*EXERCISES TO COMPLETE:*
• a. In the knee arthroplasty abstract, copy word for word the part from "Posterior stabilised (PS)" up to and including "and functional outcomes.".
• b. Using the knee arthroplasty abstract, decide whether each statement agrees with it. Answer yes or no, and quote the words that settle it. (i) The study reviewed 347 patients. (ii) Every patient reviewed was assessed clinically. (iii) Video fluoroscopy was done at twelve months of follow-up.
• c. According to the knee arthroplasty abstract, which questionnaire was used for the clinical evaluation?
-- TEXT FOR ANALYSIS follows --
Design and kinematics in total knee arthroplasty

Vitantonio Digennaro 1,, Francesco Zambianchi 1, Andrea Marcovigi 1, Raffaele Mugnai 1, Francesco Fiacchi 1, Fabio Catani 1
PMCID: PMC3923950  PMID: 24420156

Abstract

Purpose

Posterior stabilised (PS) total knee arthroplasty (TKA) design development that focused on restoring normal knee kinematics was followed by the introduction of reason-guided motion designs. Although all PS fixed-bearing knee designs were thought to have similar kinematics, reports show they have differing incidences and magnitudes of posterior femoral rollback and axial rotation. In this retrospective comparative study between two guided-motion total knee systems, we hypothesised that kinematic pattern has an influence on clinical and functional outcomes.

Methods

This study represents the continuation of a previously reported clinical and kinematics analysis. We retrospectively reviewed 347 patients treated with two different TKA designs: Scorpio NRG (Stryker Orthopedics) and Journey Bi-Cruciate Stabilised (BCS) knee system (Smith & Nephew). Two hundred and eighty-one patients were assessed clinically. Patients were divided into groups according to implanted TKA. Clinical evaluation with the Knee Injury and Osteoarthritis Outcome Score (KOOS) questionnaire was performed. Fifteen Scorpio NRG and 16 Journey BCS patients underwent video fluoroscopy during stair climbing, chair rising/sitting and step up/down at six months of follow-up.
-- TEXT FOR ANALYSIS concluded --
-- LISTED RECORDS follows --
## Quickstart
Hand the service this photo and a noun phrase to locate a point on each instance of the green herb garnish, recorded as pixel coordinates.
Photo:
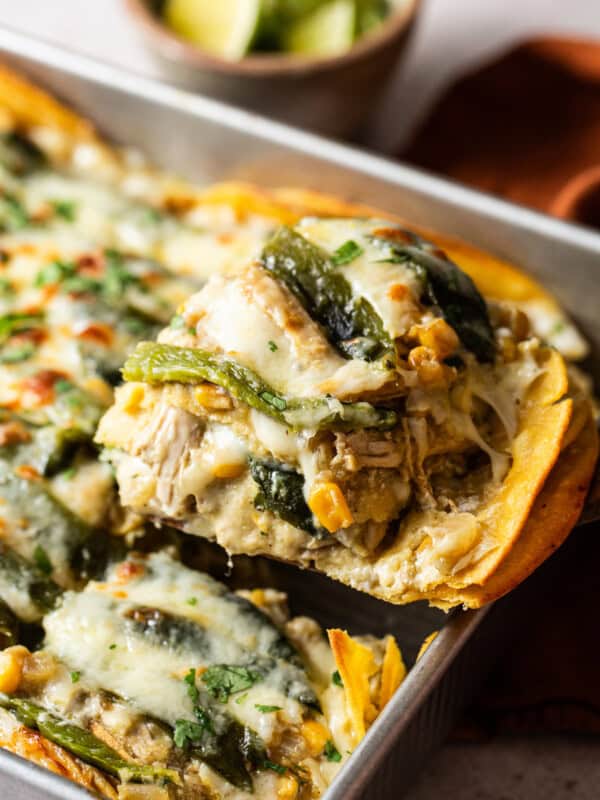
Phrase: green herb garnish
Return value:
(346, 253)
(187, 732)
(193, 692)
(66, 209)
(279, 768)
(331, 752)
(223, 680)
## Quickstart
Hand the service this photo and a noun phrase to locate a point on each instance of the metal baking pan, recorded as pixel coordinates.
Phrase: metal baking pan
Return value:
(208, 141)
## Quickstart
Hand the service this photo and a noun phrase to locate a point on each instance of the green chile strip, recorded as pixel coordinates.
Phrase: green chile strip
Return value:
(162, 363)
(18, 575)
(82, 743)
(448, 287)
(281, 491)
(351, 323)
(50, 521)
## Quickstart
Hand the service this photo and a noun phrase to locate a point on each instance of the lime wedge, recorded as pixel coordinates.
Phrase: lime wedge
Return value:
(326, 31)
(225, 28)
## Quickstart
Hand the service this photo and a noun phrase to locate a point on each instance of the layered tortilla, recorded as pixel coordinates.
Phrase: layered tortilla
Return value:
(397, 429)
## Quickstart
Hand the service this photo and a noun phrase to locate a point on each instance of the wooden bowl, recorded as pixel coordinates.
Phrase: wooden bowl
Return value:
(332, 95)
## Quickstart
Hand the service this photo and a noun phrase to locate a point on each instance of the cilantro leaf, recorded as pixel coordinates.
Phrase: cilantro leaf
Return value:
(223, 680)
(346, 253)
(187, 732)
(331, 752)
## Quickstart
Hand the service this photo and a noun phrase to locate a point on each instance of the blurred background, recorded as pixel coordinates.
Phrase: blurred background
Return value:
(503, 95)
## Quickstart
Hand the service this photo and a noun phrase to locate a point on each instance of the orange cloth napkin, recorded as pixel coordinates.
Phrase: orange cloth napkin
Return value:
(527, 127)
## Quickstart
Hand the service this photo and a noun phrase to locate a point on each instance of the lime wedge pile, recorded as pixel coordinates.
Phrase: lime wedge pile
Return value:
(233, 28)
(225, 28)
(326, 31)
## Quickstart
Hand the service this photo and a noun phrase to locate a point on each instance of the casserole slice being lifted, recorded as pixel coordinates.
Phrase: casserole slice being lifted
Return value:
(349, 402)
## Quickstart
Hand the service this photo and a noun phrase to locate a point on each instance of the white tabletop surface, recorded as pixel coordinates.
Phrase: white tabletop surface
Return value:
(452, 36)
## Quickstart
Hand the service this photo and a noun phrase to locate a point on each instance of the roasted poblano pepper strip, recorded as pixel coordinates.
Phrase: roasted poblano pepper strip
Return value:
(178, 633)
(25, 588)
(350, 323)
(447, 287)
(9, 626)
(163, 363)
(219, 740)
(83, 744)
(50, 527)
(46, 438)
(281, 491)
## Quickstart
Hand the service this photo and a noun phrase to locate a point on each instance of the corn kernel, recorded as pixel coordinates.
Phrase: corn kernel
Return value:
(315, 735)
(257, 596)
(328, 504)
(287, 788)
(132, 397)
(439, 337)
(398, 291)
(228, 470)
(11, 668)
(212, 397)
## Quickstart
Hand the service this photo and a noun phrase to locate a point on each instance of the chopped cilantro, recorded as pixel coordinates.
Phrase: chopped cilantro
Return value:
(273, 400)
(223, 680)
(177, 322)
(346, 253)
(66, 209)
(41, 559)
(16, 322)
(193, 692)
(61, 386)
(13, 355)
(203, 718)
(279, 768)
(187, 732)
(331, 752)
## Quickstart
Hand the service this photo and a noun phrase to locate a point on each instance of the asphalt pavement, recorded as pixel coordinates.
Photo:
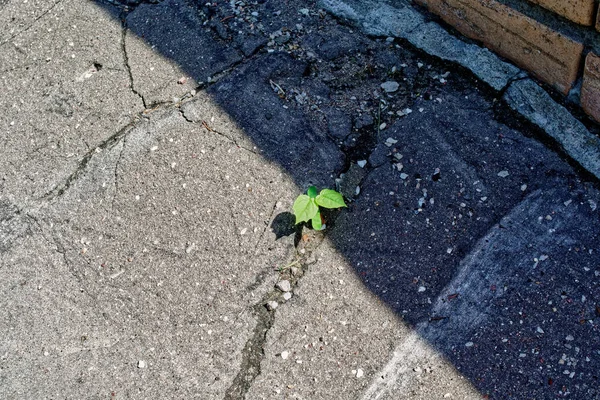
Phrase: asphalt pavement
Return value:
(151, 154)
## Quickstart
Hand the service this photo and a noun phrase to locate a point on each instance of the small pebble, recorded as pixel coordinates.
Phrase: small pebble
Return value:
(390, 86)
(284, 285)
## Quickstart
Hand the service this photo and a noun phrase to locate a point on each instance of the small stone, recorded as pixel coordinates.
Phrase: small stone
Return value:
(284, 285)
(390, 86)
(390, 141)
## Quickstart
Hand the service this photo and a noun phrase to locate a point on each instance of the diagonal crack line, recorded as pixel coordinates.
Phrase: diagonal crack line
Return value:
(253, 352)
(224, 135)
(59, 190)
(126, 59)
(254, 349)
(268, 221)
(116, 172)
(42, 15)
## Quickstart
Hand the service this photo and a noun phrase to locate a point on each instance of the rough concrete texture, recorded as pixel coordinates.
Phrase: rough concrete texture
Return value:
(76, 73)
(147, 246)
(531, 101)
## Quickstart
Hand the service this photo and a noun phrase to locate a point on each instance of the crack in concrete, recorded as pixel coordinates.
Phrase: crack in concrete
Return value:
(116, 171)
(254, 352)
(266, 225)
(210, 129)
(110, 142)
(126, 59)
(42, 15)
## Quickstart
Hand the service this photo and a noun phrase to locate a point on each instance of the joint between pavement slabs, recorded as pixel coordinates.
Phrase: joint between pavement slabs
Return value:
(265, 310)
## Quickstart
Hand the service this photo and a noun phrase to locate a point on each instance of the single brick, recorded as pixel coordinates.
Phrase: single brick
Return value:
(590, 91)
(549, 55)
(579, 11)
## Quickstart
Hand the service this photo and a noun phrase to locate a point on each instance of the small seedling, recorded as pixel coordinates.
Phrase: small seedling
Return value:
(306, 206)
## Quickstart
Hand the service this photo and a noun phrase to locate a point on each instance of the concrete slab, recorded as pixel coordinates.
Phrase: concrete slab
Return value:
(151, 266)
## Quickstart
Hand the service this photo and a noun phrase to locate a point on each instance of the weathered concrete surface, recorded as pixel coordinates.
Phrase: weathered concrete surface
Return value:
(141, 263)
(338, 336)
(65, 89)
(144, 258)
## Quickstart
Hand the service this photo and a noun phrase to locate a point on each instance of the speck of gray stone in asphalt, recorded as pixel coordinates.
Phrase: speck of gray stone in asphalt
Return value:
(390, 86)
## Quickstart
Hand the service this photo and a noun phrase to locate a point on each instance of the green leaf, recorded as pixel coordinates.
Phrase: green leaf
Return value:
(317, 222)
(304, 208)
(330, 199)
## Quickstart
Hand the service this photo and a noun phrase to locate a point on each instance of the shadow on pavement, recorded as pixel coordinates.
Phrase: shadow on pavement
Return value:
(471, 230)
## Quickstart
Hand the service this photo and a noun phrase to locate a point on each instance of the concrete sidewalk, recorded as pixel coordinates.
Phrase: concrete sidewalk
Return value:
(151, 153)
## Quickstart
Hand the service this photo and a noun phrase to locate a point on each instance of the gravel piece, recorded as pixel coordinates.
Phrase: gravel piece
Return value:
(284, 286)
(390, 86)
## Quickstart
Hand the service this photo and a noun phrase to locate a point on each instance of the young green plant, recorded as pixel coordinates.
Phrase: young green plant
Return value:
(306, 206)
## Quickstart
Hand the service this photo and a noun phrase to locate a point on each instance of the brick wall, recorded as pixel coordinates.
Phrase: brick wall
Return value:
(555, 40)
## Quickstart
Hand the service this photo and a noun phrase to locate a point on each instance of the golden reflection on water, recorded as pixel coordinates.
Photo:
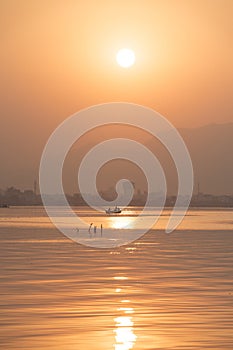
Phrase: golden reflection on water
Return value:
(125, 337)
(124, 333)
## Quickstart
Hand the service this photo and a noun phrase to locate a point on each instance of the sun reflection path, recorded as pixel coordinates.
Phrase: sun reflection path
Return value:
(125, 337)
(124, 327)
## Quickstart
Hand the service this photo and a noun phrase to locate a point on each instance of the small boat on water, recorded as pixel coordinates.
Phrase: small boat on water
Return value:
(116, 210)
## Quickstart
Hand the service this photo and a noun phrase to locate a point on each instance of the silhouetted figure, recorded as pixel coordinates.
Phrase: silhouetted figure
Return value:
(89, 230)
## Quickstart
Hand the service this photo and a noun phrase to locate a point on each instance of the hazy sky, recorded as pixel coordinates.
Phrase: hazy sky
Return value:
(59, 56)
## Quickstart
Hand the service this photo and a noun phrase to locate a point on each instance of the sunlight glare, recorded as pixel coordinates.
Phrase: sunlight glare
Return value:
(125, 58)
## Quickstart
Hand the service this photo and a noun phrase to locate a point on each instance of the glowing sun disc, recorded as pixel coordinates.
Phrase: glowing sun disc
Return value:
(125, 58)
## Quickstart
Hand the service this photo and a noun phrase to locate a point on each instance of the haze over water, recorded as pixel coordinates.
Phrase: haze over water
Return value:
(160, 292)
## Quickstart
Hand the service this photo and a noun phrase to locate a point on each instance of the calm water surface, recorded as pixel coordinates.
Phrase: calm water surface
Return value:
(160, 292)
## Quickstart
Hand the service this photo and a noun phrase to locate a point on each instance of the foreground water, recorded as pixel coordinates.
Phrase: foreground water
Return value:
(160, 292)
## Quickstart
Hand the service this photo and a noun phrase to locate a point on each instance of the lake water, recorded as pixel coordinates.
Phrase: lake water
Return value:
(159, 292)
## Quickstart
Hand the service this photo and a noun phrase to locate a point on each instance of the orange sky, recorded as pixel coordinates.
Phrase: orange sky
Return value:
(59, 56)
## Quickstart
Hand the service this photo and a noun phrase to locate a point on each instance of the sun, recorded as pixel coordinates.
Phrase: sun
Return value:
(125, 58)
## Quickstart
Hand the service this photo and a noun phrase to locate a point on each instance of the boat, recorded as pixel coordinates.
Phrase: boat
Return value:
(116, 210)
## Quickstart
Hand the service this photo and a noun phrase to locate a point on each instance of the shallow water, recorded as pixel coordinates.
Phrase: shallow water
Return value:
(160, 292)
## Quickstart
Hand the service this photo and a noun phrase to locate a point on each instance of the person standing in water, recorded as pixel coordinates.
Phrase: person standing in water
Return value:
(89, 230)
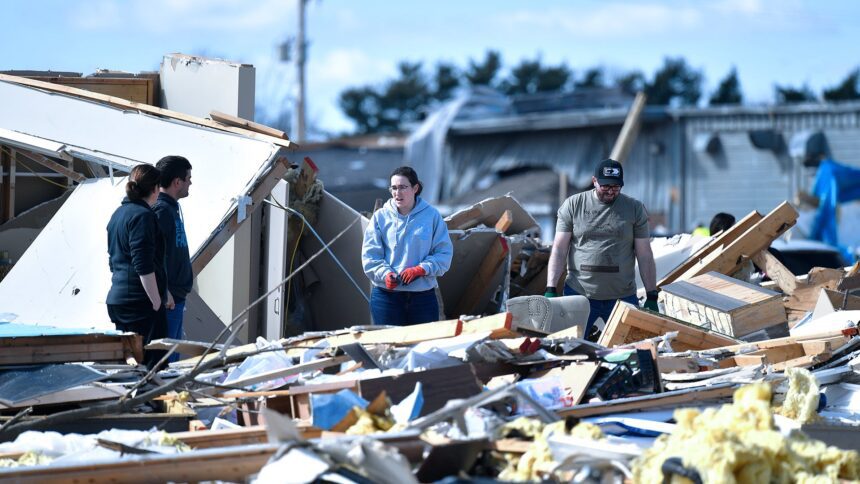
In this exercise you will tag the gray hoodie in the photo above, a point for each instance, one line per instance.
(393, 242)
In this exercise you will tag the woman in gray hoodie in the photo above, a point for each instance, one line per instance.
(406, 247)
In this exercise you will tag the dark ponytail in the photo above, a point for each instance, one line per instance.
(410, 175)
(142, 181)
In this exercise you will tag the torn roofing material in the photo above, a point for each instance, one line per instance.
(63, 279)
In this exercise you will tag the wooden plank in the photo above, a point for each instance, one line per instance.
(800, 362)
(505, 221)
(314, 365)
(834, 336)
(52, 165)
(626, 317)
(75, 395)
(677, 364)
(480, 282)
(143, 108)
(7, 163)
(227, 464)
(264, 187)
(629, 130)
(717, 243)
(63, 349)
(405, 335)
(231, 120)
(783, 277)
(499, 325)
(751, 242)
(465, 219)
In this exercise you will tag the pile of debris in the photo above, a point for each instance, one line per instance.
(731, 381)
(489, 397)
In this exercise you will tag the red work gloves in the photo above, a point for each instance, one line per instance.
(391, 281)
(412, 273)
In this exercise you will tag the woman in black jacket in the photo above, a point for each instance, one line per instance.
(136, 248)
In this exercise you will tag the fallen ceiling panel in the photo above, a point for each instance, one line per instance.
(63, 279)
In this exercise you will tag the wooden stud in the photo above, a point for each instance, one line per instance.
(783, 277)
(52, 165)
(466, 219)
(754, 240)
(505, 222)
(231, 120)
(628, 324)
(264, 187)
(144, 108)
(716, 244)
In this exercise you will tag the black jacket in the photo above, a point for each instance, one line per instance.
-- LISTED RECORDS concluded --
*SOLUTIONS:*
• a.
Posterior stabilised (PS) total knee arthroplasty (TKA) design development that focused on restoring normal knee kinematics was followed by the introduction of reason-guided motion designs. Although all PS fixed-bearing knee designs were thought to have similar kinematics, reports show they have differing incidences and magnitudes of posterior femoral rollback and axial rotation. In this retrospective comparative study between two guided-motion total knee systems, we hypothesised that kinematic pattern has an influence on clinical and functional outcomes.

• b.
(i) Yes: "We retrospectively reviewed 347 patients"
(ii) No: "Two hundred and eighty-one patients were assessed clinically."
(iii) No: "at six months of follow-up"

• c. The Knee Injury and Osteoarthritis Outcome Score (KOOS) questionnaire.